WHAT IS REQUIRED
Reproduce each of the rows below word for word, leaving nothing out and changing nothing.

RECORDS TO PROCESS
>> start
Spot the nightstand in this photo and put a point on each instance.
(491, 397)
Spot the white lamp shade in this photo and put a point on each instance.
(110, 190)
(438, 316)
>> end
RESULT OF THE TASK
Spot the nightstand in this photo and put a point on each instance.
(491, 397)
Spot the white lamp shade in this photo and put a point on each instance.
(110, 190)
(438, 316)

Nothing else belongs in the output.